**Aim**
Find every line in the entries below that contains the word "hair", treating case as significant, and copy each of those lines.

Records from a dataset

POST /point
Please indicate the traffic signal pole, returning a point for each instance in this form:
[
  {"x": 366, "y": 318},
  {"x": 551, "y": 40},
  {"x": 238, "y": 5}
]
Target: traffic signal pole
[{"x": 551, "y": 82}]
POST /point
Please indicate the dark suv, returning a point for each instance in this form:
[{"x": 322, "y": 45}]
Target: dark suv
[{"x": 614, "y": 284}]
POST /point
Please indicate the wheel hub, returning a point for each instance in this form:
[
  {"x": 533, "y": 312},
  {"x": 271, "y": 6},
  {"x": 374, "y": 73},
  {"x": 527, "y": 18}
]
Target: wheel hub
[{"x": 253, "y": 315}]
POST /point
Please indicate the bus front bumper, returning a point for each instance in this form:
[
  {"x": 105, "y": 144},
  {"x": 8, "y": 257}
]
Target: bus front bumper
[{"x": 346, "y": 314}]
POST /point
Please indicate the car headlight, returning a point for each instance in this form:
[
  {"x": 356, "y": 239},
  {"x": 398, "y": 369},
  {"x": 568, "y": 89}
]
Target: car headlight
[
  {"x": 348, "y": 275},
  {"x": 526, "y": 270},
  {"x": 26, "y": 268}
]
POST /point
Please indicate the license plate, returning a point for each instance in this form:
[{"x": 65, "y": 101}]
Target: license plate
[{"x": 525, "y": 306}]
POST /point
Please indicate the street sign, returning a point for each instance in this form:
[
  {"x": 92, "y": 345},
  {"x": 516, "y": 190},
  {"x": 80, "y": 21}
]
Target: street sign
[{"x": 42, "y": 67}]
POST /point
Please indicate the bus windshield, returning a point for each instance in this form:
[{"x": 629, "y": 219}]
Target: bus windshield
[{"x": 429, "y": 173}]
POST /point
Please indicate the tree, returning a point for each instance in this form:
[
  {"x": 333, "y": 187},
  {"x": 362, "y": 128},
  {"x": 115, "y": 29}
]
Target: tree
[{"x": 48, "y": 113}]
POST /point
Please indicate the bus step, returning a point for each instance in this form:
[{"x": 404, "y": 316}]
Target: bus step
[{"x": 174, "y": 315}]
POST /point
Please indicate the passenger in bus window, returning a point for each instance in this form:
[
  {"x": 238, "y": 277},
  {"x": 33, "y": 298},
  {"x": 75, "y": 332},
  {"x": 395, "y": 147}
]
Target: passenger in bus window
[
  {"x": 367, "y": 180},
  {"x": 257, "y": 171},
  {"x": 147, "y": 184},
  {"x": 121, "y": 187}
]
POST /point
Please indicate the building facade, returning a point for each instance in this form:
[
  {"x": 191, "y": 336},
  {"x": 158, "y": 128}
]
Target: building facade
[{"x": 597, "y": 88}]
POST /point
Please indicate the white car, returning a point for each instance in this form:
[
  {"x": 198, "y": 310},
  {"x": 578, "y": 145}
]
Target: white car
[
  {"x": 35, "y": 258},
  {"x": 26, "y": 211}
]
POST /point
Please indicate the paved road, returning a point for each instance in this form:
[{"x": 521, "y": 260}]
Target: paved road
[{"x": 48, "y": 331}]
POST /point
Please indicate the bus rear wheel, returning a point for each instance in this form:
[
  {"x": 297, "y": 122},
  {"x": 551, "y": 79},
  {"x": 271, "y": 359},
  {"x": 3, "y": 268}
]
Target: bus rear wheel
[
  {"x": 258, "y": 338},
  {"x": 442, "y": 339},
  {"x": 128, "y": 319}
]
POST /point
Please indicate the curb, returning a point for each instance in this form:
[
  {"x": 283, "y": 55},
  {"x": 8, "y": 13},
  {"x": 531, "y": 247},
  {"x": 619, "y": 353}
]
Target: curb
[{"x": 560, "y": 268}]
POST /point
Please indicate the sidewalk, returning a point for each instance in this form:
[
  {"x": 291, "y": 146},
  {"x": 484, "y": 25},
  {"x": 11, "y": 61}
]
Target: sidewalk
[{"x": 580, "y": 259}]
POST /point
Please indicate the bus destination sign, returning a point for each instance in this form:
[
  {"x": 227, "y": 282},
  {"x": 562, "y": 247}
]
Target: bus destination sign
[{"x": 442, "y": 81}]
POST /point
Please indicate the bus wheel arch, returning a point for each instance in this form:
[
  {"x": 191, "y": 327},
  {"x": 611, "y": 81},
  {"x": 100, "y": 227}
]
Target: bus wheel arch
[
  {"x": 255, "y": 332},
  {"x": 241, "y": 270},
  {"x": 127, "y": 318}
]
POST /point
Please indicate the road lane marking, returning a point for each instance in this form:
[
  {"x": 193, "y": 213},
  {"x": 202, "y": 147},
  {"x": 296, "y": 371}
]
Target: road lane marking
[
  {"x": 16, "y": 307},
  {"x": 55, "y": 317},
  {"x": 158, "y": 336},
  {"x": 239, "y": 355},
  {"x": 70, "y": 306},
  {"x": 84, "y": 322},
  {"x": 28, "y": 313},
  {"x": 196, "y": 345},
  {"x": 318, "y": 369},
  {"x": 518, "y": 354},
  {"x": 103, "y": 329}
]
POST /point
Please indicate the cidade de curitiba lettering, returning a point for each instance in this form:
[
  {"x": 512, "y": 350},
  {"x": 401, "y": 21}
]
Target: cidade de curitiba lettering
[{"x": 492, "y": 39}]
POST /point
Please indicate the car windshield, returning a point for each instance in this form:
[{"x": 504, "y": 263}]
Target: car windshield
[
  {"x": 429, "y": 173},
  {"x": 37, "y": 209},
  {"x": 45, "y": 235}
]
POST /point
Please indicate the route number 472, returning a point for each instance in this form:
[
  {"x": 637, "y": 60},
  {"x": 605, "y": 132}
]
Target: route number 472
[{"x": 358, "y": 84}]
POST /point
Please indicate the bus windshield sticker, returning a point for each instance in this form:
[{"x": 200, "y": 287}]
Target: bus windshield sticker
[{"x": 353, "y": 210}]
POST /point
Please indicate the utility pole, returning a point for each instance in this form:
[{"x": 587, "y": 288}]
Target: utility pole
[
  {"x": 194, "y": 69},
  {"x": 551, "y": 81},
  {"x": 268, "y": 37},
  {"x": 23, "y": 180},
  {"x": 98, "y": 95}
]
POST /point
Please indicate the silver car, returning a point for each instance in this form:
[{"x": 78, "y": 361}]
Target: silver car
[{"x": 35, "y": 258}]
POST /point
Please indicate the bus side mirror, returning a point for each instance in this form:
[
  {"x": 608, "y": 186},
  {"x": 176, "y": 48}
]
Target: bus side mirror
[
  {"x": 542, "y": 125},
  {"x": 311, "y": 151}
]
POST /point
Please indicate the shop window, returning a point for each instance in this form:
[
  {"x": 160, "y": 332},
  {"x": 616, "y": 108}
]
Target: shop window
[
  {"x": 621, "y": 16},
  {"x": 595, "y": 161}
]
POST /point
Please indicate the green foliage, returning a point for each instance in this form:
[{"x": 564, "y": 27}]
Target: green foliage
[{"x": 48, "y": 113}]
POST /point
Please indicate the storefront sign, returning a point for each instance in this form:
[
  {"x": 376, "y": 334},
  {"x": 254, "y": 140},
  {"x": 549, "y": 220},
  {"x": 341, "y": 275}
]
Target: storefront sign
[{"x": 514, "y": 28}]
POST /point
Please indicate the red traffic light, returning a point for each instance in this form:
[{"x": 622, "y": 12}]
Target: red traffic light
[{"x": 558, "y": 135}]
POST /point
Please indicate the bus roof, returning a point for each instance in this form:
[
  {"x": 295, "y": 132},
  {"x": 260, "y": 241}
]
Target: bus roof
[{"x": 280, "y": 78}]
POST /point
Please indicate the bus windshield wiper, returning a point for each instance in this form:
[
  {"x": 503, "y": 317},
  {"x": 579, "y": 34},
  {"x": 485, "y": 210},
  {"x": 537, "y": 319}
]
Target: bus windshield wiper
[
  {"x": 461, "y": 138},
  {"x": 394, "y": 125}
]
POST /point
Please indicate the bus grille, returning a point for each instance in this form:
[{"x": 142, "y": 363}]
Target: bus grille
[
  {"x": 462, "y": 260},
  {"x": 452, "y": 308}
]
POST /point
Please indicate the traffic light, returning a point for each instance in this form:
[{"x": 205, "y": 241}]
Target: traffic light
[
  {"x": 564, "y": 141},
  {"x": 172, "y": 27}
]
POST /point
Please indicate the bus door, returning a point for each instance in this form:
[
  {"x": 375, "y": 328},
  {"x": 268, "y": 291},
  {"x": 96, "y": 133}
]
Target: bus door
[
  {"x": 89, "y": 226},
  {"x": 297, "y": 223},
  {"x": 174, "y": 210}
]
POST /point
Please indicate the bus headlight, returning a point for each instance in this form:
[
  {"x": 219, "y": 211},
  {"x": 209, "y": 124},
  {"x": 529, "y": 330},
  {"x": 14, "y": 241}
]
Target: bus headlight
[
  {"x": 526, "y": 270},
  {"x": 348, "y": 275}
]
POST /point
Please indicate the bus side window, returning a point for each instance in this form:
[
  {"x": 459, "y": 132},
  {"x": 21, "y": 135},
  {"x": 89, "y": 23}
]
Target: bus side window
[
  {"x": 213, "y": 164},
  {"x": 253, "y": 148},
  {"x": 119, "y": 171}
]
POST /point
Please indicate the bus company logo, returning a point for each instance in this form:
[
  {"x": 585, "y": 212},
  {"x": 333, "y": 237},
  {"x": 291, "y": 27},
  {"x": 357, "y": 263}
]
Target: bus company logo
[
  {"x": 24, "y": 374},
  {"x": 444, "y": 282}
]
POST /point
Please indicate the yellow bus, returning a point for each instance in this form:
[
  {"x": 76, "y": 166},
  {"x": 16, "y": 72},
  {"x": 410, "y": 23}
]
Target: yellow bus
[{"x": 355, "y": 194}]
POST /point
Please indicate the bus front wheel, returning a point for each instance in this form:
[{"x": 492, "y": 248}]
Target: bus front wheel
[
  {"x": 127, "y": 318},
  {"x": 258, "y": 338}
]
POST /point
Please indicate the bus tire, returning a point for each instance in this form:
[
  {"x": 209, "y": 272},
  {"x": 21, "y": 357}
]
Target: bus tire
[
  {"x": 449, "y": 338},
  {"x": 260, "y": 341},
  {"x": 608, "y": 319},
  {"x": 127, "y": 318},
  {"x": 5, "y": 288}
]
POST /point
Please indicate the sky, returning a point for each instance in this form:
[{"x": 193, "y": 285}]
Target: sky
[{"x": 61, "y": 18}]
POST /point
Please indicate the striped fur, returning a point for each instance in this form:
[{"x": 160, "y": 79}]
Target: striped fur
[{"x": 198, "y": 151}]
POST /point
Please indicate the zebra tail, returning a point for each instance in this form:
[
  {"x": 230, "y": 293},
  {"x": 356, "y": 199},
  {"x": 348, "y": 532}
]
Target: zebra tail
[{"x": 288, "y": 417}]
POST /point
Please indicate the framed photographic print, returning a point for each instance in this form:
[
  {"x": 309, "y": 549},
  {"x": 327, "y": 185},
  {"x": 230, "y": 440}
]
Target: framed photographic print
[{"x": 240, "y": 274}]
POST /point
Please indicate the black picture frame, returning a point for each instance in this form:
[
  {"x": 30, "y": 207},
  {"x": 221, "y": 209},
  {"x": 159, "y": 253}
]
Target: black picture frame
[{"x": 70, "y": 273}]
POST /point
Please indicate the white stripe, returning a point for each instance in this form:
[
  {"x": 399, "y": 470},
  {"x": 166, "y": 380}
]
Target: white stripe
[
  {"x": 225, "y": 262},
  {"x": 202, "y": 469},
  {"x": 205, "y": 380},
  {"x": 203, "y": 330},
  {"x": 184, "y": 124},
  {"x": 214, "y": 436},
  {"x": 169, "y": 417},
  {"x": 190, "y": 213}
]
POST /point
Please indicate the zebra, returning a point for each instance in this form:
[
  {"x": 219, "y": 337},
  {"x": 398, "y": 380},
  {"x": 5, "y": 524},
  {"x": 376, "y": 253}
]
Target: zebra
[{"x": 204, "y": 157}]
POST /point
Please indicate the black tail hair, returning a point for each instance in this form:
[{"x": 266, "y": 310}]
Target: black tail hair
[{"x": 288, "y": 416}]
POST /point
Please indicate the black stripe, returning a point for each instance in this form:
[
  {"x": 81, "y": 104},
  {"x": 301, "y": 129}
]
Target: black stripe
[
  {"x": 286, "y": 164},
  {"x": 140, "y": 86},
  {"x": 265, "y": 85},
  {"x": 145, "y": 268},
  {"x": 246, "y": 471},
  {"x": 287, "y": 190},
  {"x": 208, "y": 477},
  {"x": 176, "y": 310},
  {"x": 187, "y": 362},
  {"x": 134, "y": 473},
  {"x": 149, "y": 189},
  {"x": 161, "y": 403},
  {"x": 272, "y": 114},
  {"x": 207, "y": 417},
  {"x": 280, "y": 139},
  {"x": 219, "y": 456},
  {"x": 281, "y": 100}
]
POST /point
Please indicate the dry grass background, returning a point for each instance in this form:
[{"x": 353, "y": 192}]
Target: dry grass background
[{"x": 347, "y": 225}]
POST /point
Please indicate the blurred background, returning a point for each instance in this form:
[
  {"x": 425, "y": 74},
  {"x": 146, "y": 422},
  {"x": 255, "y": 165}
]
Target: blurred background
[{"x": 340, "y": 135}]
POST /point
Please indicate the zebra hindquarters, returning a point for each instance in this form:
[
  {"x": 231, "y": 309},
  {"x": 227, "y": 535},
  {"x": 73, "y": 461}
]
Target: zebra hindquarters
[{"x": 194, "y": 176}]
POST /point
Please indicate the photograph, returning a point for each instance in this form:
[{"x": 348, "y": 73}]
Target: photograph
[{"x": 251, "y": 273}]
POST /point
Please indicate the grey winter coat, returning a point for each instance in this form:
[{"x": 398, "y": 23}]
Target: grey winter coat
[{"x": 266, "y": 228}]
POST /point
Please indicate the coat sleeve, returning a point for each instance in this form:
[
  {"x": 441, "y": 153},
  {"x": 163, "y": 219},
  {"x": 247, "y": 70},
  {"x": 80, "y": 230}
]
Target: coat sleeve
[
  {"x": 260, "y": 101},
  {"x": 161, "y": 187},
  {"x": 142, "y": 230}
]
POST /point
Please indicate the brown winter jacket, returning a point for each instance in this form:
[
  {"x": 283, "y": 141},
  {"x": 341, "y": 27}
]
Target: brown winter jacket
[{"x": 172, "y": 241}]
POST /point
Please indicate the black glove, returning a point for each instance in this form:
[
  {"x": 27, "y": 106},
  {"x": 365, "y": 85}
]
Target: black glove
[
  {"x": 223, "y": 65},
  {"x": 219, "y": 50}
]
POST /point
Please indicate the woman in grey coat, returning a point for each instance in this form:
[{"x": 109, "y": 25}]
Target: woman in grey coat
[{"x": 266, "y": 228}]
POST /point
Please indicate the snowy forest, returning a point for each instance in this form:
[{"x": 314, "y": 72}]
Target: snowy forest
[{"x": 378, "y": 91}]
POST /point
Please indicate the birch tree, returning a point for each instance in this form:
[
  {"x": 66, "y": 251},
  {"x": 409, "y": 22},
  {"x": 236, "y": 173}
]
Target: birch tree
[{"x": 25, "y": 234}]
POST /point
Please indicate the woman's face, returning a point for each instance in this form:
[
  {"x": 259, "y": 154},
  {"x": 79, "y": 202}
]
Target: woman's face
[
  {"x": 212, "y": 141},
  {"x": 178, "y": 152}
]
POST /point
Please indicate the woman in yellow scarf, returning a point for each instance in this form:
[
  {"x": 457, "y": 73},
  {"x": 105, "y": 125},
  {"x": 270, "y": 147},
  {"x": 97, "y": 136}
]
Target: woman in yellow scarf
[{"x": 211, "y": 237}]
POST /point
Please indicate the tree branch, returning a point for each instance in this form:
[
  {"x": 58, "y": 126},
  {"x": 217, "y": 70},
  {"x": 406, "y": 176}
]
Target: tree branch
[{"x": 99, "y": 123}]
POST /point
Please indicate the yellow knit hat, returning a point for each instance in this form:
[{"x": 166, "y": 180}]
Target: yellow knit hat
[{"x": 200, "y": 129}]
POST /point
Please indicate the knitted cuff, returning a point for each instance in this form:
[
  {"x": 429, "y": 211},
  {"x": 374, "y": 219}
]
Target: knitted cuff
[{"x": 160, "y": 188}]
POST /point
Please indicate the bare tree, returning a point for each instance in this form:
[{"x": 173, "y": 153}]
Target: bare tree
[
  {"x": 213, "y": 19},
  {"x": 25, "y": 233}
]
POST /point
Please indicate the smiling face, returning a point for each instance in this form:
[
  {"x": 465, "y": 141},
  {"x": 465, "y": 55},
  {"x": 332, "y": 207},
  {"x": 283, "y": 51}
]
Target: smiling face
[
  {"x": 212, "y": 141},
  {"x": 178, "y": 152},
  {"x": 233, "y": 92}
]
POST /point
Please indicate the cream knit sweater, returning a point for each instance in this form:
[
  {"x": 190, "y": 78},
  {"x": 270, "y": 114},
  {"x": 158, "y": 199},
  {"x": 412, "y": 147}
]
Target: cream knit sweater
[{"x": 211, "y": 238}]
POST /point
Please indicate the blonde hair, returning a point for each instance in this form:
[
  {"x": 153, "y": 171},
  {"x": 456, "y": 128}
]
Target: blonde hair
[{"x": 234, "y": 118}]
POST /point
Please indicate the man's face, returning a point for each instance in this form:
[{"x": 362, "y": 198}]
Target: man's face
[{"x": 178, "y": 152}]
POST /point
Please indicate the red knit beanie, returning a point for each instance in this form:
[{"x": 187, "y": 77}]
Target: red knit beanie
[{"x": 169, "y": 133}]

**Correct response**
Please indicate the black tail hair, returning a point for each instance in this form:
Target: black tail hair
Please indicate the blonde hair, returning a point for each instance in this form:
Target: blonde hair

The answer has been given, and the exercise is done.